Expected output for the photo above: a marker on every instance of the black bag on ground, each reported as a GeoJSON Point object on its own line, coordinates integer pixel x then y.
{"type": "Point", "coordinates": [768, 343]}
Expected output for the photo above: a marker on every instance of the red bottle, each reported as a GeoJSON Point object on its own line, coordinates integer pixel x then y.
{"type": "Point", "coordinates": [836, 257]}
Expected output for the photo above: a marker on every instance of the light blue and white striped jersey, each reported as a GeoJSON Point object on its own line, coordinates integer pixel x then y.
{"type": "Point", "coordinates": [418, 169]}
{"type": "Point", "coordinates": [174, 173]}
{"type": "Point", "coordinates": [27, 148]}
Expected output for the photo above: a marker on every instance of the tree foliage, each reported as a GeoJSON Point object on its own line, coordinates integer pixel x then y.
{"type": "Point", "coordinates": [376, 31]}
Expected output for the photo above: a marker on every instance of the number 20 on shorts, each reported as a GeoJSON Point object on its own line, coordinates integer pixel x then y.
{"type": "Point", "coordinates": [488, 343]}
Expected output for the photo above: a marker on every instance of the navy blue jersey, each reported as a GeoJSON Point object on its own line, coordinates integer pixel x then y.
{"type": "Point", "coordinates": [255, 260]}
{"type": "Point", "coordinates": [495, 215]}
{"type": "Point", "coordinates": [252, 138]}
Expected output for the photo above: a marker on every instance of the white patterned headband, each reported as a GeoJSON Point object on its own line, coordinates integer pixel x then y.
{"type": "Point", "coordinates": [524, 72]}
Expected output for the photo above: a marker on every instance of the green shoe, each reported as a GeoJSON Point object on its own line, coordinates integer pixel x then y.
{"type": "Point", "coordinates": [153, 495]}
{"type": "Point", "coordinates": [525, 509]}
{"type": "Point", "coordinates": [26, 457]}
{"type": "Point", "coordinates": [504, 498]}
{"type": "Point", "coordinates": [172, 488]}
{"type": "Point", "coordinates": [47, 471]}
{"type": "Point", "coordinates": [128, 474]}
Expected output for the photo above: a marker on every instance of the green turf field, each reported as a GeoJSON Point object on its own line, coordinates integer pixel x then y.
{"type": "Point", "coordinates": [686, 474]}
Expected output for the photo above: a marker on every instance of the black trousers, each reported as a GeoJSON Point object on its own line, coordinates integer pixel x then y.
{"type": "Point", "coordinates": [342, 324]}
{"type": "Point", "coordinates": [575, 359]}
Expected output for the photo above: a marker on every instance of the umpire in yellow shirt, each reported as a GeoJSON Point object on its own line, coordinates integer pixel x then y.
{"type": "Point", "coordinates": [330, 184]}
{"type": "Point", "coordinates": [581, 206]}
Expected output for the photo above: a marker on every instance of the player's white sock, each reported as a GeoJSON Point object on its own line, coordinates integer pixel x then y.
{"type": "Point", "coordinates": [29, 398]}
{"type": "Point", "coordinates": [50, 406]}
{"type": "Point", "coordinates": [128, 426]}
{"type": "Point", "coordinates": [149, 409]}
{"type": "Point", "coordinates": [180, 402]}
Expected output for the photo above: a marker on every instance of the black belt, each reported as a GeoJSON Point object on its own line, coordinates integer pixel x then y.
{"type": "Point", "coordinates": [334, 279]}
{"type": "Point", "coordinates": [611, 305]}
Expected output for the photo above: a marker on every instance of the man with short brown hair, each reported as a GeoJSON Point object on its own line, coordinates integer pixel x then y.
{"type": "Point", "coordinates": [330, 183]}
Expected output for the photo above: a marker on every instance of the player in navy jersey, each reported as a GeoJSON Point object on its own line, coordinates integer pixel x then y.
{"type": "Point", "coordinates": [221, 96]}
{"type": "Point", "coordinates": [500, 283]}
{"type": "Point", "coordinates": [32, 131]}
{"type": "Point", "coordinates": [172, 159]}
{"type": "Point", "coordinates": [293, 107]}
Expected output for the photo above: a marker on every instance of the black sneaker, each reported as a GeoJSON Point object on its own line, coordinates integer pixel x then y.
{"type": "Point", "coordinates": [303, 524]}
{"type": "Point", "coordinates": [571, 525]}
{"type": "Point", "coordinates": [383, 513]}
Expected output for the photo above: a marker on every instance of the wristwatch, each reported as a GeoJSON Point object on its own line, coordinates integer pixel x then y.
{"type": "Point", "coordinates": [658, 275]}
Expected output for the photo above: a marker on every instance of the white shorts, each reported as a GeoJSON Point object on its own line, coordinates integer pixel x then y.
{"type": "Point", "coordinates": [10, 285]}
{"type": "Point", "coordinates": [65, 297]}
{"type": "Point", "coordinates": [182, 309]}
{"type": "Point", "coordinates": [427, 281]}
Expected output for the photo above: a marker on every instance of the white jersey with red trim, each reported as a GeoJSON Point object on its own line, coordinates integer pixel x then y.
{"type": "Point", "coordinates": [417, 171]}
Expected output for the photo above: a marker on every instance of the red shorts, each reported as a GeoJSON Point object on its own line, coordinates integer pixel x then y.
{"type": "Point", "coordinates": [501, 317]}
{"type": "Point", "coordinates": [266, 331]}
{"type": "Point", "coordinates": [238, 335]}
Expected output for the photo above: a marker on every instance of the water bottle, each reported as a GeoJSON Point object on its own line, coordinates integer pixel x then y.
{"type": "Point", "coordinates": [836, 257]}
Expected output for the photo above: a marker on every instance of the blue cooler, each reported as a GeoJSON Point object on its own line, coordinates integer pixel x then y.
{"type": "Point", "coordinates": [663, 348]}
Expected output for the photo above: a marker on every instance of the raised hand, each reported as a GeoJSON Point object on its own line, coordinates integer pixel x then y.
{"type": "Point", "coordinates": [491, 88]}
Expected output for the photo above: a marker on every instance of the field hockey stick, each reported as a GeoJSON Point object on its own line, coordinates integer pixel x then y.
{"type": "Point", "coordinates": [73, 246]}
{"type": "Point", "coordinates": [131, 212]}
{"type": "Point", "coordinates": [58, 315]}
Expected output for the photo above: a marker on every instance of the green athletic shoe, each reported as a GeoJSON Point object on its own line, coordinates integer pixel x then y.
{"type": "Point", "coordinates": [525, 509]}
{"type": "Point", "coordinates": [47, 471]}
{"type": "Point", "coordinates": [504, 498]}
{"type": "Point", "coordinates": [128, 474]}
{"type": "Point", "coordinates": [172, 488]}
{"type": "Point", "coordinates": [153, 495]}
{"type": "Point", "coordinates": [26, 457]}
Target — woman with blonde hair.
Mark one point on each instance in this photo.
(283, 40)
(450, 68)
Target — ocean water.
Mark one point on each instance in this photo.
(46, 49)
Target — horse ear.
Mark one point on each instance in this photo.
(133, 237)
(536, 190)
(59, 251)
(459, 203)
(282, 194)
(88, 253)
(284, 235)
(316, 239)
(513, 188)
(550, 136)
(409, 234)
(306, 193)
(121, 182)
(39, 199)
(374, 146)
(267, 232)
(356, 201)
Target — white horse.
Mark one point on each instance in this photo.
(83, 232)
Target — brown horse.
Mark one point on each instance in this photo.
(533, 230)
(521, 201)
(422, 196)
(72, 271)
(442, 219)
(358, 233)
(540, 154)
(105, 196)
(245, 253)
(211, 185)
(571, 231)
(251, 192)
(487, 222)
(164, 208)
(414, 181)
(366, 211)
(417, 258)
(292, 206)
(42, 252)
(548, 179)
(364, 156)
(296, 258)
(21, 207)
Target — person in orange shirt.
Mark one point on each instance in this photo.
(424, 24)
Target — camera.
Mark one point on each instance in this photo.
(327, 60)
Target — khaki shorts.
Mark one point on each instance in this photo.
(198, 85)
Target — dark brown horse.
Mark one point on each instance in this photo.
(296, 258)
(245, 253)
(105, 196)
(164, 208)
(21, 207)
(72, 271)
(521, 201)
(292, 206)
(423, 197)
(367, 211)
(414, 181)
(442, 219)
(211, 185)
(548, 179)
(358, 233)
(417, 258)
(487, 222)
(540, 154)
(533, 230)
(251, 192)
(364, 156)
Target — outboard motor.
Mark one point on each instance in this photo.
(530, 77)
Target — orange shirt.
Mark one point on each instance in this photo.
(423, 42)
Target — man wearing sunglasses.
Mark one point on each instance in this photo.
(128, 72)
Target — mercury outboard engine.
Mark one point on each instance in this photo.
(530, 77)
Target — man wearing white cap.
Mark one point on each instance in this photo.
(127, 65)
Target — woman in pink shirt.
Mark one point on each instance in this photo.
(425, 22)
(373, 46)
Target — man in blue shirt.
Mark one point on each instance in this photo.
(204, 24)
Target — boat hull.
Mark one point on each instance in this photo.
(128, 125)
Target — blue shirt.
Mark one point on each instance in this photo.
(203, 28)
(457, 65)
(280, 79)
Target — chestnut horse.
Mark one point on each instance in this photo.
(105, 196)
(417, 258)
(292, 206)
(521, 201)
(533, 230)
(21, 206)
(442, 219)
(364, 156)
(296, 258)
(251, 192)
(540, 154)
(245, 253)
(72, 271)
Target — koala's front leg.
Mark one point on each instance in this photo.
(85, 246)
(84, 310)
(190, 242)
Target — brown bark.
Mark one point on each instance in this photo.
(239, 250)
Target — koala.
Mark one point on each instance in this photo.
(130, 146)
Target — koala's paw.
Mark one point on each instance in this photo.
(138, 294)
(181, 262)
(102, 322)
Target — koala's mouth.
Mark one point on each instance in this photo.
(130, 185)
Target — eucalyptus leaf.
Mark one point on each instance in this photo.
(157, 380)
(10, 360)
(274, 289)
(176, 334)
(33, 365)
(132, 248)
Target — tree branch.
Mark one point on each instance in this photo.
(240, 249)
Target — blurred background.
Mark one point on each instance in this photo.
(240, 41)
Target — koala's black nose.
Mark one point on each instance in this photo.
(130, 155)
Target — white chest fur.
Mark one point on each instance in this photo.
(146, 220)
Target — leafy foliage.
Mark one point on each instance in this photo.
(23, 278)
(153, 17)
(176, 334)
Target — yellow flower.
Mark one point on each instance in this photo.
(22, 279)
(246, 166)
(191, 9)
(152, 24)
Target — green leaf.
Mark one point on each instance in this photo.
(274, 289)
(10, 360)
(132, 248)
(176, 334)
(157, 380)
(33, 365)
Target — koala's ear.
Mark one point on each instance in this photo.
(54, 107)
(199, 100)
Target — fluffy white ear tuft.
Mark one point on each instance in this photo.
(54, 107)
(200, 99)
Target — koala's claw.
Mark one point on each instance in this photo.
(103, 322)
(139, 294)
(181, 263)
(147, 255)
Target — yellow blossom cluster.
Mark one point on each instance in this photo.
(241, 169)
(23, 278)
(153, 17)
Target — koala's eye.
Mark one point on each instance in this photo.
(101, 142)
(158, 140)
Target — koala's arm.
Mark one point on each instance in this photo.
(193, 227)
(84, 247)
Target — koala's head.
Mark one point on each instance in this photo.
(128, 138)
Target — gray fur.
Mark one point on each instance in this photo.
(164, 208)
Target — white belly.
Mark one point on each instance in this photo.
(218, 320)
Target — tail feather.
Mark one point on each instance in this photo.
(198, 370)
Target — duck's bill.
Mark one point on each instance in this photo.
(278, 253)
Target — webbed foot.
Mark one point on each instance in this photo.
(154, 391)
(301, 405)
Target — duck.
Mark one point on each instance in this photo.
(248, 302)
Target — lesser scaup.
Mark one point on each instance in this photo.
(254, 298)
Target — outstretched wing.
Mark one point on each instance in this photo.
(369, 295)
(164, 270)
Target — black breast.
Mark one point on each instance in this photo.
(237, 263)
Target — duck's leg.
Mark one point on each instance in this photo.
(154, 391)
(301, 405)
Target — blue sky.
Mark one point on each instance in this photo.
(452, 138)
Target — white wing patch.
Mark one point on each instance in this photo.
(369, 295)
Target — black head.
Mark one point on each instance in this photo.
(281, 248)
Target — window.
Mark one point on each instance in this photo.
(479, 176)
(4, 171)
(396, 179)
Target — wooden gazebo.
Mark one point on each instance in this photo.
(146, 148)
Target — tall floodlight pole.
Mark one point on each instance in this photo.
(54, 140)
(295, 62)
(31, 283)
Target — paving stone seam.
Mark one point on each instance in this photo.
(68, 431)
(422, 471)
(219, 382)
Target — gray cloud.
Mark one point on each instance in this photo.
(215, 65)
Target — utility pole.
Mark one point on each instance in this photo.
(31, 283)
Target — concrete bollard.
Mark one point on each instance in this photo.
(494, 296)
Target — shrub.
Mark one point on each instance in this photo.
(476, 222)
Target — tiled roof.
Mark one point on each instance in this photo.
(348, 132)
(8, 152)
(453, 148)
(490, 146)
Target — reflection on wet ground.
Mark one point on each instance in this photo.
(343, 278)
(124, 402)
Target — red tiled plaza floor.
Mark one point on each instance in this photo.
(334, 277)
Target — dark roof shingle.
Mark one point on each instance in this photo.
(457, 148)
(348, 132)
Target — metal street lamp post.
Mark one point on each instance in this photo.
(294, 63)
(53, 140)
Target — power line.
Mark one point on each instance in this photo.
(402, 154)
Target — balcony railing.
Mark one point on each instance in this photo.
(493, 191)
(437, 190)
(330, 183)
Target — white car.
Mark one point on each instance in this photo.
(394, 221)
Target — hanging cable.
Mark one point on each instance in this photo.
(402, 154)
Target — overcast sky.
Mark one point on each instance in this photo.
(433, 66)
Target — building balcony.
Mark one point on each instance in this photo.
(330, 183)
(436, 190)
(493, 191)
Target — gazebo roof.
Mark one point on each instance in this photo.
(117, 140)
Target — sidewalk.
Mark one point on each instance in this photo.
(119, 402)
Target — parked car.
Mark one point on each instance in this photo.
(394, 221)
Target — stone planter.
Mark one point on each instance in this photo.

++++++

Show every line in the entries where the string "stone" occurs.

ANSWER:
Target — paving stone seam.
Target — stone planter.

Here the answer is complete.